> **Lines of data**
::::::::
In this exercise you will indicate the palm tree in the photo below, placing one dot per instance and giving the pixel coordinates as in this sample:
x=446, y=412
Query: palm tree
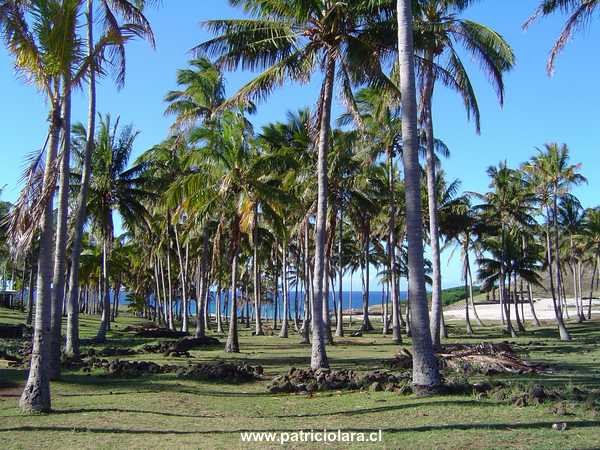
x=580, y=13
x=290, y=40
x=40, y=34
x=571, y=216
x=426, y=374
x=506, y=207
x=591, y=233
x=439, y=32
x=114, y=38
x=202, y=92
x=239, y=180
x=380, y=126
x=113, y=186
x=552, y=177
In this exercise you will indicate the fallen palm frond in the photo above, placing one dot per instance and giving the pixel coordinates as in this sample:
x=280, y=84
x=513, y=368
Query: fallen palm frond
x=484, y=358
x=487, y=358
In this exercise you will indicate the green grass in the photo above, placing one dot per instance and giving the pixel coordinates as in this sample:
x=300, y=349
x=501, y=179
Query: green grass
x=93, y=411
::::::::
Write out the stretch of the records from the line containing "In this exercise you will indicate the green" through the end of the records, keeping every line unchanged.

> **Problem solution**
In this exercise you will indicate the green grass in the photo above, placing one dot per instance and giving the pixel coordinates as in this sample:
x=300, y=349
x=501, y=179
Query: green grass
x=93, y=411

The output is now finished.